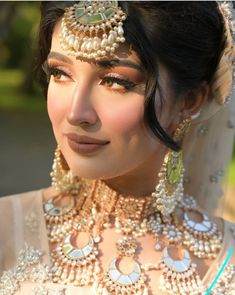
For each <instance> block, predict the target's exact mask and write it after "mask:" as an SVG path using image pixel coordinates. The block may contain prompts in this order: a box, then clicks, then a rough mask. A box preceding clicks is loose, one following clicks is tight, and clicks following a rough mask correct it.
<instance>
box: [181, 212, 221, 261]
mask: <svg viewBox="0 0 235 295" xmlns="http://www.w3.org/2000/svg"><path fill="white" fill-rule="evenodd" d="M190 211H192V212H193V213H194V214H196V215H199V217H200V219H201V220H202V221H200V222H196V221H194V220H193V219H191V218H190V216H189V212H190ZM183 218H184V219H183V228H184V231H185V232H184V245H186V246H187V247H188V248H189V250H190V251H192V252H193V254H194V255H195V256H197V257H199V258H209V259H214V258H216V256H217V253H218V251H219V249H220V248H221V244H222V234H221V233H220V232H219V231H218V229H217V226H216V224H215V223H213V222H212V221H210V220H209V218H208V217H207V216H206V215H205V214H204V213H201V212H200V210H198V209H189V210H186V211H185V212H184V215H183Z"/></svg>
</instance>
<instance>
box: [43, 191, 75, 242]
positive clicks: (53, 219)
mask: <svg viewBox="0 0 235 295" xmlns="http://www.w3.org/2000/svg"><path fill="white" fill-rule="evenodd" d="M61 198H62V196H61V195H59V196H56V197H54V198H51V199H49V200H48V201H47V202H46V203H45V204H43V209H44V216H45V219H46V221H47V222H48V225H47V232H48V239H49V241H50V242H51V243H55V242H57V243H58V242H60V241H61V240H62V239H63V237H64V235H65V234H67V233H68V232H71V230H72V219H73V218H74V217H75V215H76V214H77V211H76V209H75V205H76V203H75V198H74V197H73V196H70V197H69V203H68V204H67V205H66V206H64V207H58V206H55V204H54V203H55V201H56V200H57V199H61Z"/></svg>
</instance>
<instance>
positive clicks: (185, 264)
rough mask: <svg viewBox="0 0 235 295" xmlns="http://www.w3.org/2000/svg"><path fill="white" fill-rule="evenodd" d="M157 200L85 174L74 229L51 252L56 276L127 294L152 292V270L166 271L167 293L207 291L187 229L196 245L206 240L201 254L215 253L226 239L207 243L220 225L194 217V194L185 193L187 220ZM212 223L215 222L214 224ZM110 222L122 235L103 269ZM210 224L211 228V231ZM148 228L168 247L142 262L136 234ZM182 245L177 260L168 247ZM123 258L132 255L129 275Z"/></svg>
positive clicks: (80, 185) (160, 284)
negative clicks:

How to complete this task
Turn the stretch of the records from the start through the line that contains "box: [181, 212, 221, 261]" into a JSON list of strings, one string per line, with blank lines and the picture left out.

Reply
[
  "For each <instance> block, predict the target's exact mask and write it after \"mask:\" as an SVG path using image pixel coordinates. The block may contain prompts in this order: a box, then clicks, then a rough mask. A box preceding clicks is loose, one following clicks is tight, and clicks following a rough mask correct it.",
  "<instance>",
  "box: [181, 212, 221, 261]"
]